• _SOURCE TEXT_:
Tuesday, May 16, 2017

As the academic year comes to a close, the 13 MAP teams organized and funded by WDI have finished their projects and successfully delivered final reports to their sponsoring organizations.

Multidisciplinary Action Projects, or MAP for short, is an annual, action-based learning course offered at the Ross School of Business in which MBA students work on projects for organizations all over the world under the guidance of faculty advisors. Each project requires analytical rigor, critical thinking, and teamwork among students. Sponsoring organizations receive first-rate deliverables and data-driven recommendations from the teams of students. (Learn more about this year’s MAP projects organized by WDI here; find more information on WDI’s MAP projects over the years here.)

After learning about their projects and conducting secondary research for several weeks, the students then spend two to four weeks working with their organizations in the field.

Two of those projects – in Hanoi, Vietnam and Madurai, India – focused on laying the groundwork for centers designed to support local entrepreneurs and are part of a joint effort between WDI and the Zell Lurie Institute (ZLI). To assist the students on their projects, WDI Education Initiative Vice President Amy Gillett and Program Coordinator Nathan Rauh-Bieri provided advice and guidance based on WDI’s prior work in entrepreneurship development (see WDI’s newly-launched Entrepreneurship Development Center).

Here is a recap of the two projects.

 

Vietnam Partners LLC

The Vietnam Partners MAP project was co-funded by ZLI, and hosted by Vietnam Partners, LLC. The project’s goal was to create a launch plan for an entrepreneurship service center in partnership with Hanoi Business School (HSB). The student team conducted more than 45 interviews with entrepreneurs, HSB administrators, and other stakeholders. They discovered that Vietnam’s entrepreneurs need help growing their business – not just starting them – and would welcome an entrepreneurship development center.  

“The environment in Vietnam is ripe for this kind of organization,” said Bradley LaLonde, the team’s supervisor at Vietnam Partners.

At the end of their project, the students presented a business plan for a Center for Entrepreneurship and Innovation at HSB. The team identified a local hunger for practical rather than theoretical training, and training customized to the local ecosystem. More specifically, the MAP team identified a lack of local business cases. After a conversation with WDI, the MAP team suggested that a sustained effort around creating local cases, similar to WDI’s Philippines Case Collection, could be high-potential way to train Hanoi’s practice-hungry entrepreneurs.

Team member Juan Recalde said the project taught him that entrepreneurs have different needs.

“That was a very important learning because we could segment different types of entrepreneurs and based on the segmentation, determine which segment to target,” he said.

Recalde said he will take what he learned – specifically market research and creating a launch strategy for an entrepreneurship development center – and try to replicate it in his hometown.

“Formosa is one of the poorest provinces of Argentina and the government plays a big role in the economy, while the private sector is small,” he said. “I believe that entrepreneurship is the answer to the growth issues that my province faces.”

• _WORK INSTRUCTIONS_:
1) In the MAP article, how many interviews did the Vietnam Partners student team conduct?
2) Using the MAP article, explain in one to three sentences why Juan Recalde intends to repeat his project work in his hometown.
3) Please pick up the MAP article right after its last sentence and carry it forward.

• _RECORDS SUPPLIED_:
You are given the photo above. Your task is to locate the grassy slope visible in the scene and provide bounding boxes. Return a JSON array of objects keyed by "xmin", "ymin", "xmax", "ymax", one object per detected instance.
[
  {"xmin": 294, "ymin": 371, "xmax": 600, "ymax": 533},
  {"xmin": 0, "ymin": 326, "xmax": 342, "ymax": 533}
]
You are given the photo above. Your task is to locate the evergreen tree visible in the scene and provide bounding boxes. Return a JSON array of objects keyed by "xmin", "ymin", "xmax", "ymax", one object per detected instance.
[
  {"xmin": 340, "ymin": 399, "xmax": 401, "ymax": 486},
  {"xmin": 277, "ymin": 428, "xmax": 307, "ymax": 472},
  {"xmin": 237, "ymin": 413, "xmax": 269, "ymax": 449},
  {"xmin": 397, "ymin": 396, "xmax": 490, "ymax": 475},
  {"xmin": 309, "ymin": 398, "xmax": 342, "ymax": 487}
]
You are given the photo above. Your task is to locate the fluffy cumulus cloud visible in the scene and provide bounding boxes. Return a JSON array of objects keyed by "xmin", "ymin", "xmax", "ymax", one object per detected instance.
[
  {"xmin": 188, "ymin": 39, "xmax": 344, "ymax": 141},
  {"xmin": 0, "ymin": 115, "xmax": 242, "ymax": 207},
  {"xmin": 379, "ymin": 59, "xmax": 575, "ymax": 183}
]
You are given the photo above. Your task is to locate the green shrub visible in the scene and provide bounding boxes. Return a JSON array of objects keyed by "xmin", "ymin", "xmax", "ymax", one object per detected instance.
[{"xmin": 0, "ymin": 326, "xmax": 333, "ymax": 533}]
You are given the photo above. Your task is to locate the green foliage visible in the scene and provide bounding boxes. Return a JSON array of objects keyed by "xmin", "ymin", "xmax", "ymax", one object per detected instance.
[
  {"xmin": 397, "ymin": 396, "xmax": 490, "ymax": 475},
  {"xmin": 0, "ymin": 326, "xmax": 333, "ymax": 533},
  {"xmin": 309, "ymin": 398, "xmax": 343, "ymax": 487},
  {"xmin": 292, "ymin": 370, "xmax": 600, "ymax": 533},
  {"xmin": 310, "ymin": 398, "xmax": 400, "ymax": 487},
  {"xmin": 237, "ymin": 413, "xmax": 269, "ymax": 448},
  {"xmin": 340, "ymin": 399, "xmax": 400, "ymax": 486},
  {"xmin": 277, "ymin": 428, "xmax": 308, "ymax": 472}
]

• _WRITTEN RESPONSES_:
1) More than 45.

2) Recalde's hometown is Formosa, which he calls one of the poorest provinces of Argentina, with a government that plays a big role in the economy and a small private sector. He believes entrepreneurship is the answer to the growth issues his province faces.

3)
Stewart Thornhill, executive director of ZLI and the team’s academic advisor, praised the team for how well they represented U-M, WDI and ZLI and for their mature analysis of the project.  

“They didn’t treat entrepreneurs as a generic class, but were able to identify specific personas,” he said. “Their in-depth qualitative research will serve this center’s clients well in the future.”

WDI President Paul Clyde, who also advised the team, said they gave Vietnam Partners good insights into the current situation with the country’s entrepreneurs.

“There is no substitute for having information from people who have spent time on the ground to get a good feel for what is going on,” Clyde said. “This is exactly the type of situation in which MAP projects are effective tools for us and for sponsors.”

  

Aparajitha Foundation

The MAP team, based in Madurai, India, was tasked with setting up a business model for Aparajitha Foundation to provide services to the city’s Madurai’s micro, small, and medium enterprises – or MSMEs. This work builds on last year’s MAP project with Aparajitha.

The student team’s final report outlined the gaps in the entrepreneurial ecosystem in Madurai, the market opportunity, business model, financial model, implementation plan, and key learnings. The team recommended that GROW, a conceptual organization to meet the needs of growth-stage entrepreneurs, be launched. The students also provided an outline of what was needed to have GROW operating within two years and expand to a second locale within five years.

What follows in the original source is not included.